**The problem**
Please list every line of the listing below that contains the word "vanity", matching case exactly.
## start Excerpted data
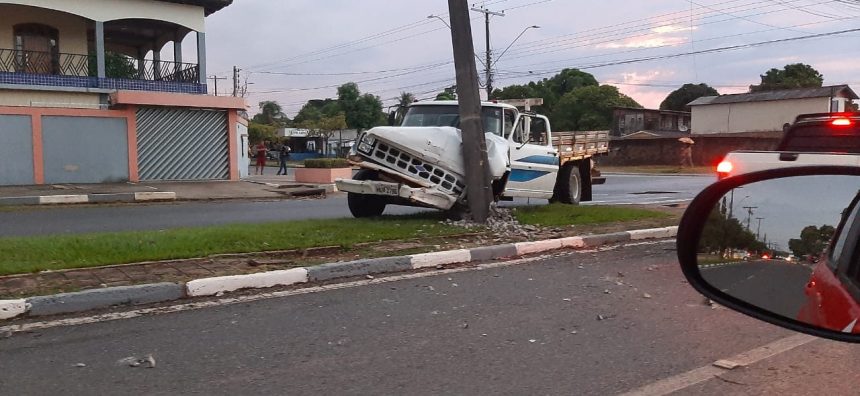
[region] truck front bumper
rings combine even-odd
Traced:
[[[382,197],[400,197],[421,206],[448,210],[457,202],[457,197],[438,190],[424,187],[409,187],[399,183],[389,183],[376,180],[335,180],[338,191],[357,194],[379,195]]]

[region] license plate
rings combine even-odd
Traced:
[[[376,184],[373,186],[373,191],[379,195],[393,195],[396,197],[399,190],[400,188],[396,184]]]

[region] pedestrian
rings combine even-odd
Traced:
[[[257,152],[257,168],[255,174],[262,175],[263,169],[266,168],[266,151],[269,149],[266,148],[266,142],[260,141],[254,146],[254,150]]]
[[[678,139],[681,146],[678,148],[678,162],[682,168],[693,167],[693,139],[682,137]]]
[[[278,168],[279,175],[287,175],[287,160],[290,159],[290,146],[286,143],[281,144],[280,150],[278,150],[278,161],[280,161],[280,168]]]

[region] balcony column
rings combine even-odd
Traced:
[[[137,79],[146,80],[146,51],[143,47],[137,47]]]
[[[152,46],[152,79],[155,81],[161,80],[161,50]]]
[[[206,85],[206,33],[197,32],[197,66],[201,85]]]
[[[105,23],[96,21],[96,76],[105,78]]]

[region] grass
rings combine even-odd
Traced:
[[[0,275],[462,233],[440,214],[0,238]]]
[[[657,173],[657,174],[678,174],[678,173],[695,173],[703,175],[716,174],[713,166],[694,166],[692,168],[681,168],[675,165],[631,165],[631,166],[598,166],[601,172],[619,172],[619,173]]]
[[[551,204],[517,208],[514,212],[522,224],[557,227],[567,225],[605,224],[623,221],[665,218],[669,215],[653,210],[618,206],[573,206]]]
[[[668,216],[662,212],[636,208],[562,204],[522,207],[514,213],[523,224],[550,227],[619,223]],[[322,246],[352,248],[364,242],[413,238],[427,240],[466,232],[461,227],[440,224],[443,218],[442,213],[432,212],[375,219],[299,220],[164,231],[0,238],[0,275],[187,259],[221,253]],[[470,230],[474,231],[480,230]],[[424,251],[424,248],[420,250]],[[359,250],[356,253],[362,252]]]

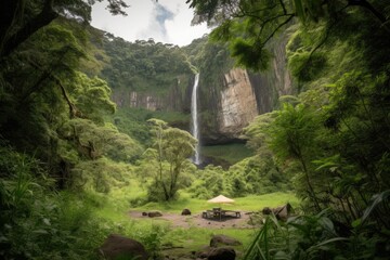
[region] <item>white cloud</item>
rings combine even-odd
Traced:
[[[156,42],[190,44],[195,38],[209,32],[206,25],[191,26],[193,10],[185,0],[131,0],[128,16],[113,16],[106,3],[92,9],[92,26],[109,31],[129,41],[154,38]]]

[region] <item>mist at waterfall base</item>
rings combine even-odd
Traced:
[[[199,155],[199,122],[198,122],[198,110],[197,110],[197,89],[199,84],[199,74],[195,75],[194,87],[191,95],[191,116],[192,116],[192,135],[198,140],[198,143],[195,146],[195,156],[193,157],[193,162],[195,165],[200,164],[200,155]]]

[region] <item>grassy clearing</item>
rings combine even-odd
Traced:
[[[202,154],[206,157],[222,159],[231,165],[234,165],[245,158],[252,156],[253,152],[245,144],[234,143],[225,145],[203,146]]]
[[[264,195],[250,195],[247,197],[234,198],[234,204],[213,205],[198,198],[191,198],[190,194],[181,193],[180,198],[171,203],[150,203],[135,210],[161,210],[169,212],[181,212],[184,208],[191,209],[192,212],[198,213],[205,209],[221,206],[225,209],[235,209],[244,211],[259,211],[264,207],[277,207],[286,203],[292,207],[298,206],[299,200],[291,193],[270,193]]]
[[[131,186],[131,188],[130,188]],[[112,221],[115,232],[133,237],[143,243],[148,250],[162,249],[161,253],[180,258],[187,258],[191,251],[199,251],[209,245],[210,238],[216,234],[224,234],[243,243],[234,247],[238,259],[252,242],[256,229],[232,229],[232,227],[197,227],[190,229],[172,227],[167,220],[141,218],[131,219],[129,210],[161,210],[164,212],[178,213],[183,208],[190,208],[193,213],[199,213],[205,209],[221,206],[225,209],[259,211],[263,207],[276,207],[290,203],[292,207],[298,205],[298,199],[290,193],[272,193],[265,195],[250,195],[234,198],[232,205],[213,205],[206,200],[191,198],[191,195],[181,192],[180,198],[171,203],[150,203],[142,207],[131,208],[130,200],[144,194],[141,183],[133,181],[129,187],[113,190],[107,203],[95,211],[100,218]],[[113,231],[114,232],[114,231]],[[168,248],[168,249],[167,249]]]

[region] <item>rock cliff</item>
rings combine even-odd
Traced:
[[[221,75],[217,84],[202,80],[200,72],[200,135],[204,144],[239,141],[243,128],[257,115],[276,108],[281,95],[291,94],[285,50],[287,39],[284,36],[273,44],[274,58],[268,72],[253,74],[233,68]]]

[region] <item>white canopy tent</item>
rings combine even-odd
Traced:
[[[234,199],[225,197],[223,195],[219,195],[214,198],[211,198],[209,200],[207,200],[208,203],[213,203],[213,204],[231,204],[234,203]]]

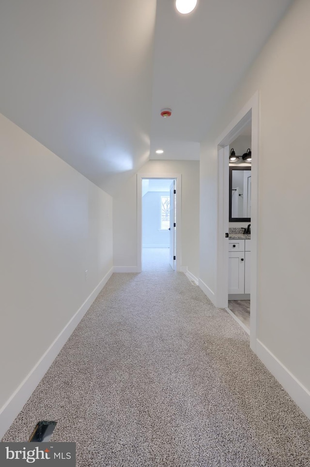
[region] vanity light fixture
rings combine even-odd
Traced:
[[[236,153],[233,150],[233,148],[232,148],[231,150],[231,155],[229,156],[229,162],[236,162],[237,161],[239,160],[238,156],[236,155]]]
[[[242,156],[242,159],[246,162],[250,162],[252,160],[252,153],[251,152],[251,150],[249,148],[246,152]]]
[[[182,15],[190,13],[197,4],[197,0],[175,0],[176,9]]]

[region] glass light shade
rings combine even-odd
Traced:
[[[197,4],[197,0],[176,0],[176,9],[182,15],[186,15],[192,11]]]

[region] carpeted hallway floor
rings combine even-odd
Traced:
[[[50,419],[80,467],[309,467],[310,421],[246,333],[143,258],[112,276],[2,440]]]

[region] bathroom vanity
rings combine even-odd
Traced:
[[[230,232],[229,236],[228,300],[249,300],[251,235],[242,233],[242,228],[231,230],[235,232]]]

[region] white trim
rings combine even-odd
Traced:
[[[256,353],[256,332],[257,332],[257,268],[258,261],[257,257],[257,241],[258,232],[258,167],[259,159],[259,96],[257,91],[248,101],[242,110],[238,113],[228,126],[216,141],[218,148],[218,204],[217,204],[217,285],[216,290],[217,294],[213,302],[217,306],[224,303],[224,294],[228,296],[228,283],[226,269],[228,267],[228,257],[227,255],[227,265],[223,267],[222,260],[223,251],[226,250],[226,240],[225,233],[227,232],[225,228],[225,223],[223,221],[223,210],[226,208],[219,201],[227,188],[224,184],[225,180],[225,166],[222,163],[221,158],[224,157],[223,148],[227,148],[239,134],[242,129],[251,120],[251,150],[252,150],[252,187],[251,202],[251,309],[250,315],[250,346],[252,350]],[[226,199],[227,197],[226,197]],[[225,304],[225,303],[224,303]],[[228,304],[228,303],[227,303]]]
[[[258,339],[256,353],[305,415],[310,418],[310,392]]]
[[[239,318],[238,317],[237,317],[237,316],[236,316],[236,315],[234,315],[234,314],[232,313],[232,310],[230,310],[229,308],[225,308],[225,309],[226,310],[226,311],[227,312],[227,313],[228,313],[228,314],[229,314],[229,315],[230,315],[230,316],[231,316],[232,318],[233,318],[233,319],[234,319],[234,320],[235,320],[235,321],[236,321],[238,323],[238,324],[239,325],[240,325],[240,326],[241,326],[241,327],[242,327],[243,329],[244,329],[244,330],[245,331],[245,332],[246,332],[248,334],[248,335],[250,335],[250,330],[249,330],[249,329],[247,327],[247,326],[246,326],[246,325],[244,324],[244,323],[243,323],[242,321],[241,321],[241,319],[239,319]]]
[[[250,294],[228,294],[228,300],[250,300]]]
[[[181,268],[181,272],[184,272],[185,275],[187,277],[190,281],[192,281],[194,282],[196,284],[198,285],[199,282],[199,279],[194,276],[194,274],[192,274],[191,272],[188,270],[187,266],[182,266]]]
[[[142,245],[142,248],[167,248],[168,250],[170,245],[169,243],[144,243]]]
[[[182,226],[182,174],[180,173],[140,173],[137,174],[137,264],[138,270],[142,271],[142,179],[175,179],[176,212],[175,217],[175,269],[181,271]],[[130,271],[132,272],[132,271]],[[132,271],[133,272],[133,271]]]
[[[138,266],[114,266],[113,272],[141,272]]]
[[[11,397],[1,408],[0,409],[0,439],[10,428],[112,273],[113,268],[111,268],[61,331]]]
[[[201,279],[198,280],[198,285],[200,287],[202,292],[204,292],[208,299],[211,300],[213,303],[215,301],[215,294],[213,290],[211,290],[208,286],[204,284]]]

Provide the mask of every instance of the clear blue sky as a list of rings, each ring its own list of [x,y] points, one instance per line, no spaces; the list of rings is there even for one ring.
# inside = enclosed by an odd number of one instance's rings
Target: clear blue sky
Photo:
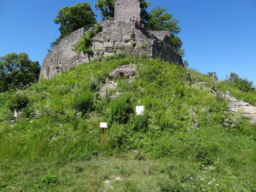
[[[234,72],[256,84],[256,1],[149,0],[151,8],[165,7],[179,20],[190,67],[220,78]],[[88,1],[94,10],[96,0]],[[0,56],[25,52],[41,64],[59,36],[53,21],[59,10],[82,2],[0,0]]]

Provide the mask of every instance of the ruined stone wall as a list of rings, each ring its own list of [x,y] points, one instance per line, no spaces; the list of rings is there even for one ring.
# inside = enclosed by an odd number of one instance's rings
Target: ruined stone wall
[[[102,31],[91,40],[94,54],[90,59],[101,59],[114,52],[124,51],[133,56],[139,56],[143,52],[151,58],[160,56],[167,61],[183,64],[181,57],[168,43],[171,41],[169,33],[151,33],[139,25],[114,20],[104,21],[101,24]],[[133,30],[135,34],[133,39],[131,37]],[[44,59],[40,78],[48,79],[83,62],[88,62],[87,56],[72,50],[72,46],[86,32],[82,28],[61,40]]]
[[[79,41],[84,32],[84,27],[74,32],[48,53],[43,62],[40,79],[49,79],[62,71],[88,61],[88,57],[82,53],[78,54],[72,50],[72,46]]]
[[[138,0],[115,0],[115,20],[130,22],[134,15],[140,20],[140,7]]]
[[[165,44],[168,45],[171,45],[171,44],[172,41],[169,31],[151,31],[151,32]]]

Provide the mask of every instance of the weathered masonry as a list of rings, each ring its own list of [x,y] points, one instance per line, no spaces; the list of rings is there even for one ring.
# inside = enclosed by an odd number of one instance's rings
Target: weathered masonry
[[[139,1],[115,0],[115,21],[128,22],[132,17],[140,20],[140,7]]]
[[[102,31],[92,39],[93,56],[72,50],[72,46],[87,32],[82,27],[61,40],[43,61],[40,78],[48,79],[61,72],[93,59],[102,59],[114,52],[125,51],[133,56],[143,53],[151,58],[160,57],[169,62],[183,65],[180,56],[172,48],[169,31],[147,31],[140,25],[130,23],[133,15],[139,18],[139,0],[116,0],[114,20],[101,21]],[[135,37],[131,34],[134,31]]]

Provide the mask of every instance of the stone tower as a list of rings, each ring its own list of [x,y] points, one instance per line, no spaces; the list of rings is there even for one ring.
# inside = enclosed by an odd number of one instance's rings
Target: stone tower
[[[133,15],[140,20],[139,0],[115,0],[115,21],[128,23]]]

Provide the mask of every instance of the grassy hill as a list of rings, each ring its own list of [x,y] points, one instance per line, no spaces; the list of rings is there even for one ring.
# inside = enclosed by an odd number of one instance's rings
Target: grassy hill
[[[211,92],[211,77],[118,57],[1,94],[0,191],[256,191],[256,126]],[[110,73],[129,64],[134,79],[119,78],[101,98]],[[218,89],[256,104],[255,92],[223,81]]]

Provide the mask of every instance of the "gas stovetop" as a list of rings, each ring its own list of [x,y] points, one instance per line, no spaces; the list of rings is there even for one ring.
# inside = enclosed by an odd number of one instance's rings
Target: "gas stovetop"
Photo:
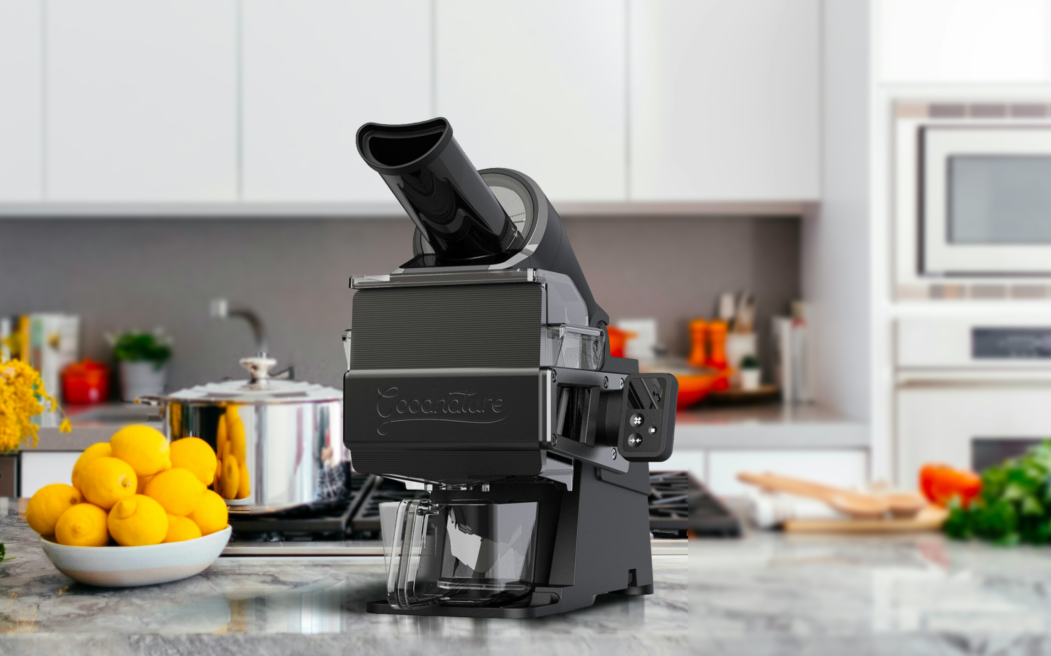
[[[399,481],[352,473],[350,498],[338,504],[294,508],[267,516],[230,513],[232,555],[265,553],[282,555],[331,554],[380,555],[379,504],[427,495],[407,490]],[[650,528],[656,538],[683,538],[688,529],[689,475],[685,471],[654,471],[650,474]],[[661,541],[663,542],[663,541]],[[313,545],[311,546],[311,543]]]

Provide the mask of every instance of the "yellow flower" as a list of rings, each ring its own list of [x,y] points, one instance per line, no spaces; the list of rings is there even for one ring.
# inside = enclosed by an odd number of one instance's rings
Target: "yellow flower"
[[[16,449],[23,441],[37,445],[37,424],[33,418],[46,409],[42,403],[50,404],[51,410],[62,409],[51,395],[44,389],[40,374],[21,360],[0,363],[0,451]],[[65,419],[59,430],[69,432],[69,420]]]

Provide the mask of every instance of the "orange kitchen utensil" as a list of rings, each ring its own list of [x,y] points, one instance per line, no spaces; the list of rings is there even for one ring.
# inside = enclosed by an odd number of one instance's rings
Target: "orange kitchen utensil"
[[[605,334],[610,339],[610,355],[615,358],[624,357],[624,345],[627,340],[635,337],[636,334],[631,331],[622,331],[615,325],[605,326]]]
[[[726,332],[728,326],[725,321],[712,321],[708,323],[708,357],[705,364],[717,368],[726,368]]]
[[[704,366],[708,361],[708,322],[704,319],[694,319],[689,322],[689,358],[692,366]],[[682,395],[682,381],[679,381],[679,394]]]

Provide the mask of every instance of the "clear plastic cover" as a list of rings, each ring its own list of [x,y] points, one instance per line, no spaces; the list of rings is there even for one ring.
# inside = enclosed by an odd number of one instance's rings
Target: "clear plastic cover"
[[[504,605],[533,592],[535,502],[391,506],[379,509],[391,606]]]
[[[552,366],[595,371],[602,363],[605,331],[568,323],[548,326]]]

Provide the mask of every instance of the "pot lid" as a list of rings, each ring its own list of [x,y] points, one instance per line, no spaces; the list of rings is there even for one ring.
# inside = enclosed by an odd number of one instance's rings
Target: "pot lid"
[[[166,398],[171,401],[204,403],[310,403],[343,399],[343,393],[334,387],[270,378],[270,367],[276,363],[276,360],[264,356],[242,358],[241,365],[251,374],[249,380],[194,385],[167,395]]]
## end Excerpted data
**Solution**
[region] vanity light fixture
[region] bathroom vanity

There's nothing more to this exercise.